====== Exercise text

Completion of the feasibility study and a final investment decision to construct Taylor are expected in mid 2023.

Separately, a scoping study for the spatially linked Clark deposit has confirmed the potential for a separate, integrated underground mining operation producing battery-grade manganese, as well as zinc and silver. Clark has the potential to underpin a second development stage at Hermosa, with future studies to consider the opportunity to integrate its development with Taylor, potentially unlocking further operating and capital efficiencies, the company said.

“The Taylor deposit provides an important first development option for our Hermosa project in Arizona. The project has the potential to sustainably produce the metals critical for a low carbon future across multiple decades from different deposits,” said Kerr.

“Completing the prefeasibility study for the Taylor deposit is an important milestone that demonstrates its potential to be a globally-significant and sustainable producer of base and precious metals in the industry’s first cost quartile. Beyond Taylor, Clark offers the potential to realise further value from our investment in Hermosa through the production of battery-grade manganese, a mineral designated as critical in the US.

“Additional exploration targets around Taylor and Clark are indicative of further upside while the broader land package contains highly prospective areas for polymetallic and copper mineralisation.

“We are designing the Taylor deposit to be our first ‘next generation mine’, using automation and technology to minimise our impact on the environment and to target a carbon neutral operation in line with our goal of achieving net-zero operational carbon emissions by 2050.

“The future development of Taylor provides a platform from which to realise Hermosa’s immense potential. It will further strengthen our portfolio and align with the already substantial growth in production of metals critical to a low carbon future that we have embedded in the portfolio over the past six months,” Kerr said.


Meanwhile, looking at the year ahead, Kerr noted that South32 was well positioned to capitalise on current market conditions as countries continue their economic recovery from Covid-19, and into the future as they invest in new infrastructure that is expected to see continued growth in demand for the metals critical for a low carbon future.

============

◆ What you have to do
Reproduce the passage on the Hermosa project from "Separately, a scoping" up to and including "the company said.". These items come from a separate source.

====== Entries shown

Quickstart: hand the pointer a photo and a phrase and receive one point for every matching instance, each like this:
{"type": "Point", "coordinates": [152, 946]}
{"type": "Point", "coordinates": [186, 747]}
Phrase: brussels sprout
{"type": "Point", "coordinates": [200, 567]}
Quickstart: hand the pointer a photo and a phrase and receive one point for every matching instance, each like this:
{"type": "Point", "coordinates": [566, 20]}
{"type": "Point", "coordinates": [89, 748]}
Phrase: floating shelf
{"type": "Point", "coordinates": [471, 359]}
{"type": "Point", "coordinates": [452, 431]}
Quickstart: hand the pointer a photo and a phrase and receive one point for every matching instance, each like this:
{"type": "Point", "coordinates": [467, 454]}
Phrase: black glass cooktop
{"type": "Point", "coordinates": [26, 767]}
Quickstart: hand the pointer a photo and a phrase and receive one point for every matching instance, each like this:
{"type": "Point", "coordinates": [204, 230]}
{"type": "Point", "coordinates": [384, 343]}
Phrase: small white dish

============

◆ Reply
Separately, a scoping study for the spatially linked Clark deposit has confirmed the potential for a separate, integrated underground mining operation producing battery-grade manganese, as well as zinc and silver. Clark has the potential to underpin a second development stage at Hermosa, with future studies to consider the opportunity to integrate its development with Taylor, potentially unlocking further operating and capital efficiencies, the company said.